§ **Task to carry out**:
Do not carry the pictures over; copy every other part of the entries exactly.

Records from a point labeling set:

+--

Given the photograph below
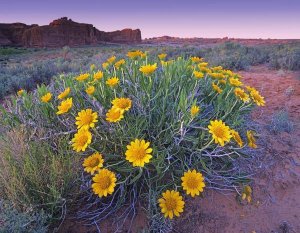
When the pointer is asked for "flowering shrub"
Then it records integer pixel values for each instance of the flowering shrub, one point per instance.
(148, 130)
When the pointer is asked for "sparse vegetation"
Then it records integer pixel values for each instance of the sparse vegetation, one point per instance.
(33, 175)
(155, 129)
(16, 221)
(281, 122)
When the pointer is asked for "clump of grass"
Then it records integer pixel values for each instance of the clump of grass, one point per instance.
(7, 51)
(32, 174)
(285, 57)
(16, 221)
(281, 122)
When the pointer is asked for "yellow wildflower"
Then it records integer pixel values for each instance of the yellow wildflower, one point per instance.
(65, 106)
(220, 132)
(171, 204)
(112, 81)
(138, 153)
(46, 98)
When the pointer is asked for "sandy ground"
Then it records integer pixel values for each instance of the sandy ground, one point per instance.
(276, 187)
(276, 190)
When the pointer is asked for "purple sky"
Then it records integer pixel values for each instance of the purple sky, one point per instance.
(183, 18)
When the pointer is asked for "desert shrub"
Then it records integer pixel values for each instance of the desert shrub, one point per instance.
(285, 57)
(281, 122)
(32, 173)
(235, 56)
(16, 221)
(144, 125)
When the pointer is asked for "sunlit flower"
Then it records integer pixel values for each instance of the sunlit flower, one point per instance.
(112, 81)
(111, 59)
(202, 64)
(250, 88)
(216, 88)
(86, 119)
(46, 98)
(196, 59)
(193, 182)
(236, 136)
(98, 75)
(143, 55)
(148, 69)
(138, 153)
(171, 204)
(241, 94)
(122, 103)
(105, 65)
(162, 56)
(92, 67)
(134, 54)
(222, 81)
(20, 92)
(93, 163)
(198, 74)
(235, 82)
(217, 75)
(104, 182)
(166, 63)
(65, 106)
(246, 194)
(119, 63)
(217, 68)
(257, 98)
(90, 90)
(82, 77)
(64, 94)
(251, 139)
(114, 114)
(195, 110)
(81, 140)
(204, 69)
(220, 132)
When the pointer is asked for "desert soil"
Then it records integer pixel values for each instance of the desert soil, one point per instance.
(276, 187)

+--

§ **Final result**:
Given the photograph below
When the pointer is asked for "flowering shrub"
Then it records integer pixel values for each instance of the flowering shrub, one point per instance.
(148, 130)
When the pointer is asked for "sparse vegetation"
Then it records integer pixel values for each instance of the sparse vegetation, one point per instance.
(33, 175)
(155, 129)
(16, 221)
(281, 122)
When the pointer is asked for "clump of grass"
Then it records integer pixel values for each instance of the clump of grass, one point per instance.
(7, 51)
(32, 174)
(285, 57)
(16, 221)
(281, 122)
When the pointer is asked for "yellow wildflower"
Then it records integer pixel values for each instance of the yellow wildflower, one point per instance.
(65, 106)
(220, 132)
(171, 204)
(112, 81)
(138, 153)
(46, 98)
When the pointer is asked for "sandy ground"
Then it records integer pixel values for each instance of the sandy ground, one point per instance.
(276, 187)
(276, 190)
When the pointer is asked for "purple sky"
Then it records integer pixel values for each instance of the purple sky, one point per instance.
(183, 18)
When the pointer is asked for "desert shrub"
Then it records integer pixel values for each instance of the desert shrub, one point per instance.
(285, 57)
(281, 122)
(32, 173)
(235, 56)
(16, 221)
(144, 125)
When the pointer is asked for "sunlit flower"
Then it records integer pixel values for each instance of the sunlit flower, one point per instance.
(112, 81)
(111, 59)
(202, 64)
(250, 88)
(216, 88)
(86, 119)
(46, 98)
(196, 59)
(193, 182)
(236, 136)
(98, 75)
(143, 55)
(148, 69)
(138, 153)
(171, 204)
(241, 94)
(122, 103)
(105, 65)
(162, 56)
(92, 67)
(134, 54)
(222, 81)
(20, 92)
(93, 163)
(198, 74)
(235, 82)
(217, 75)
(104, 182)
(166, 63)
(65, 106)
(246, 194)
(119, 63)
(217, 68)
(257, 98)
(90, 90)
(82, 77)
(64, 94)
(251, 139)
(114, 114)
(195, 110)
(81, 140)
(204, 69)
(220, 132)
When the pointer is asked for "desert soil"
Then it records integer pixel values for each instance of the desert soil, one point per instance.
(276, 187)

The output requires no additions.